# START OF Provided material

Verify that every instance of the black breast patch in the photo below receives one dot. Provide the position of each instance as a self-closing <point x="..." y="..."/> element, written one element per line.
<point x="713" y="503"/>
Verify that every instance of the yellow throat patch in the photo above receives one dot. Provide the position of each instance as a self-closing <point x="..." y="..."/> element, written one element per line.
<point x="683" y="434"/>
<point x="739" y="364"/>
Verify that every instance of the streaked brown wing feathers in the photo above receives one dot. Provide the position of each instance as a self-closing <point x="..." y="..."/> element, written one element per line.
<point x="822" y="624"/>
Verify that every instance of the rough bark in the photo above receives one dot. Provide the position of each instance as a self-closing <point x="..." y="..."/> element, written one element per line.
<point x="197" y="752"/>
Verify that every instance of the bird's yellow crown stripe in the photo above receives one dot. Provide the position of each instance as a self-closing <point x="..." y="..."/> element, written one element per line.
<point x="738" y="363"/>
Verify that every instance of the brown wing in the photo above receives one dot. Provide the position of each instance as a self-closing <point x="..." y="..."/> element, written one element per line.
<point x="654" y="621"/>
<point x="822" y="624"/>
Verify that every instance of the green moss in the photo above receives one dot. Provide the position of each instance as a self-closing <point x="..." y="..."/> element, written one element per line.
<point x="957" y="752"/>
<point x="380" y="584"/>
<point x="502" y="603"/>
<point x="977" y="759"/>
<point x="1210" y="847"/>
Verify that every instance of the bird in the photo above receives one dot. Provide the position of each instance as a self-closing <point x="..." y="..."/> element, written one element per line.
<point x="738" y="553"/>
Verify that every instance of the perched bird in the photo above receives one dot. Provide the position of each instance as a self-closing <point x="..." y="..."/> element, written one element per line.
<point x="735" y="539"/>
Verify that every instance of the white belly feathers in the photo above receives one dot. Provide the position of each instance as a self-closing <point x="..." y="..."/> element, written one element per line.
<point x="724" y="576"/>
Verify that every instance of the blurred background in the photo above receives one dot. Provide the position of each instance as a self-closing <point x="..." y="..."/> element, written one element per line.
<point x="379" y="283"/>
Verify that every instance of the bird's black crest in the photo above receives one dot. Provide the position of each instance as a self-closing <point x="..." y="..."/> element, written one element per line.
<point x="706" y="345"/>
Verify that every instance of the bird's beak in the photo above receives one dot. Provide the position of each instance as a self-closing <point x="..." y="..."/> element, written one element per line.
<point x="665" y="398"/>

# END OF Provided material

The problem ::
Quote the material exactly, leaving nothing out.

Full solution ::
Verify that every instance of the black breast patch in the photo below receives one dot. Provide the position of each instance as a self-closing <point x="..." y="..."/> element, written one element per line.
<point x="713" y="503"/>
Verify that every instance of the yellow throat patch in the photo above receives one dot. Provide the position of each instance as a self-closing <point x="..." y="..."/> element, written one element per line.
<point x="683" y="434"/>
<point x="739" y="364"/>
Verify that every instance of the streaked brown wing feathers in the photo above receives one dot. Provide the position of each instance as a self-closing <point x="..." y="..."/> element, written one element per line.
<point x="822" y="624"/>
Verify that every instance of the rough bark in the photo above receives one dot. Provide the position of each instance as a self-closing <point x="..." y="..."/> element, written one element per line.
<point x="197" y="752"/>
Verify that every instance of the bird's yellow crown stripe in the photo above receives one dot. Provide the position of each instance as a self-closing <point x="..." y="..."/> element, written one element per line.
<point x="738" y="363"/>
Verify that every instance of the brown wing in the photo above receives one dot. Provide the position of each instance as a self-closing <point x="..." y="..."/> element, written one element per line.
<point x="654" y="621"/>
<point x="822" y="624"/>
Verify that every instance of the green moss in the photo above receives one dot. Provide the position of each instance as a self-closing <point x="..." y="..."/> element, written one element per line.
<point x="957" y="752"/>
<point x="380" y="584"/>
<point x="502" y="603"/>
<point x="977" y="759"/>
<point x="1210" y="847"/>
Verify that every instance of the bird in the photo above receives one dot. Provide the position of each instance as a self-closing <point x="..." y="..."/> element, written one element per line.
<point x="738" y="553"/>
Verify that every instance of the perched bird in the photo above receives one dot. Provide the position of each instance as a self-closing <point x="..." y="..."/> element, written one element per line.
<point x="735" y="539"/>
Verify that every instance of the white belly feathers in the photo above receives one dot. Provide the position of each instance as a self-closing <point x="..." y="..."/> element, written one element per line.
<point x="724" y="576"/>
Verify that every instance of the blurred background in the photo above receives one dot. Provide the position of each instance as a self-closing <point x="..." y="..."/> element, written one element per line.
<point x="379" y="283"/>
Verify that every instance of the bird's black crest in the photo above receives one dot. Provide the position of each instance as a self-closing <point x="..." y="..."/> element, written one element per line.
<point x="706" y="345"/>
Verify that every instance of the bird's beak in the photo above receives one dot. Provide the position of each instance as a self-closing <point x="..." y="..."/> element, written one element per line.
<point x="665" y="398"/>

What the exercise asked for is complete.